- le  
Interview d'Olivier et Stéphane Peru
Commenter

Interview d'Olivier et Stéphane Peru

ActuSF : L'idée de deux frères travaillant ensemble est formidable mais on se pose la question de qui fait quoi. Pouvez-vous nous donner une idée sur la répartition des tâches entre vous ?
Olivier : Rien de plus simple. On développe les univers et on écrit les histoires tous les deux, Stéphane fait la couleur et moi je m'occupe de la partie dessin.

ActuSF : Comment avez-vous construit votre façon de travailler sans avoir reçu de formation BD ?
===
* [Défis]
A – Dans l'interview des frères Peru, lequel des deux fait la couleur ?
B – Recopiez l'interview des frères Peru entre « ActuSF : L'idée » et « entre vous ? », inclus.

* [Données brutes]
===
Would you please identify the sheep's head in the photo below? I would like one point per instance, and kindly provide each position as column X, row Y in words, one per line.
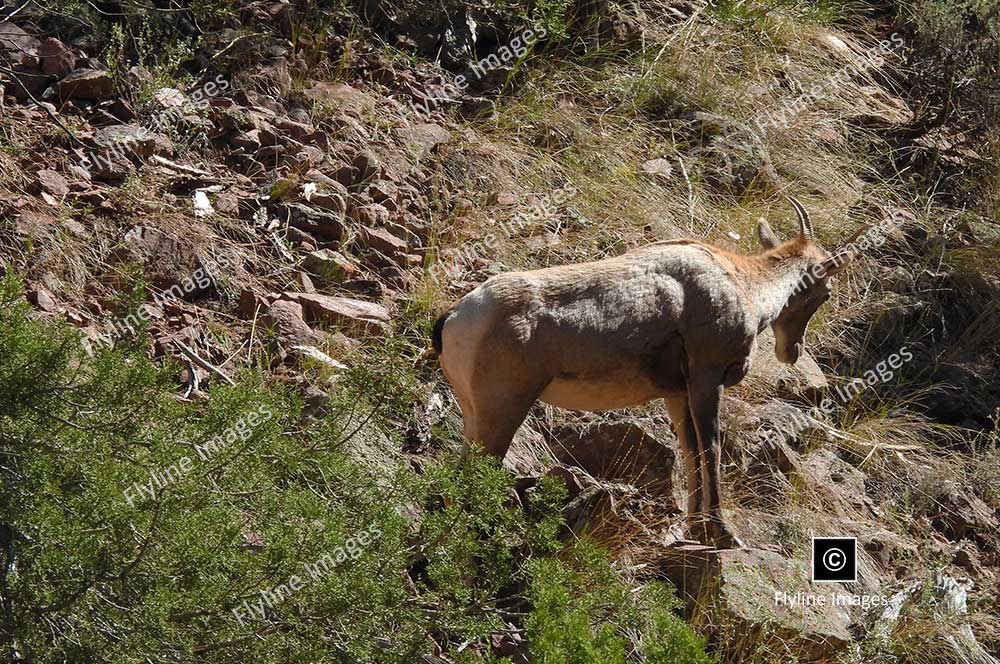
column 816, row 268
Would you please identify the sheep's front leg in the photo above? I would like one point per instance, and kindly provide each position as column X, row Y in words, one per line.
column 687, row 439
column 704, row 397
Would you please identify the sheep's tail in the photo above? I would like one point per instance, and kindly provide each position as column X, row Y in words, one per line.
column 437, row 345
column 436, row 341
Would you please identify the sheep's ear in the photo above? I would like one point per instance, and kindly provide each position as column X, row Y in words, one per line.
column 767, row 237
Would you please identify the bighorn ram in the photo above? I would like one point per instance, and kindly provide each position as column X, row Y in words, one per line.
column 677, row 319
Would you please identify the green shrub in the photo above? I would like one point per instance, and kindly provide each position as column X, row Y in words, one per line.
column 97, row 569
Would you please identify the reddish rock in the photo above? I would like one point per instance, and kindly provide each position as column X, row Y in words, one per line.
column 248, row 141
column 340, row 97
column 126, row 139
column 55, row 58
column 329, row 265
column 251, row 303
column 421, row 139
column 42, row 299
column 90, row 84
column 285, row 317
column 53, row 183
column 342, row 312
column 329, row 201
column 312, row 220
column 383, row 241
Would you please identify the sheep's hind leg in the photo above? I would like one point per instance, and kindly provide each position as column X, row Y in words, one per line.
column 687, row 439
column 705, row 395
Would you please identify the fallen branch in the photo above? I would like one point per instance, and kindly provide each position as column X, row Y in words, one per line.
column 204, row 364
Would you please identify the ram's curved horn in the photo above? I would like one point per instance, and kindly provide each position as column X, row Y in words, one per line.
column 805, row 225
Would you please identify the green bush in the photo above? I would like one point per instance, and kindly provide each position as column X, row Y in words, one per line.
column 343, row 564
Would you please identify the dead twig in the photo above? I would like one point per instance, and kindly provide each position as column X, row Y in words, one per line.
column 203, row 363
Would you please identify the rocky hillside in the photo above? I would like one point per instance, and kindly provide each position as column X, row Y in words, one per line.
column 228, row 227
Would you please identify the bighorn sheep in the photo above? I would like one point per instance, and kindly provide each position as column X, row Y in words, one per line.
column 676, row 319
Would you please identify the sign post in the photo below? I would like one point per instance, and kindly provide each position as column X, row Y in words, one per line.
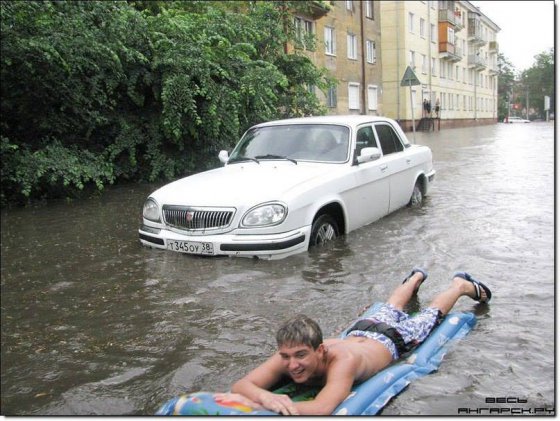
===
* [Réponses par tâche]
A – Stéphane fait la couleur.

B –
ActuSF : L'idée de deux frères travaillant ensemble est formidable mais on se pose la question de qui fait quoi. Pouvez-vous nous donner une idée sur la répartition des tâches entre vous ?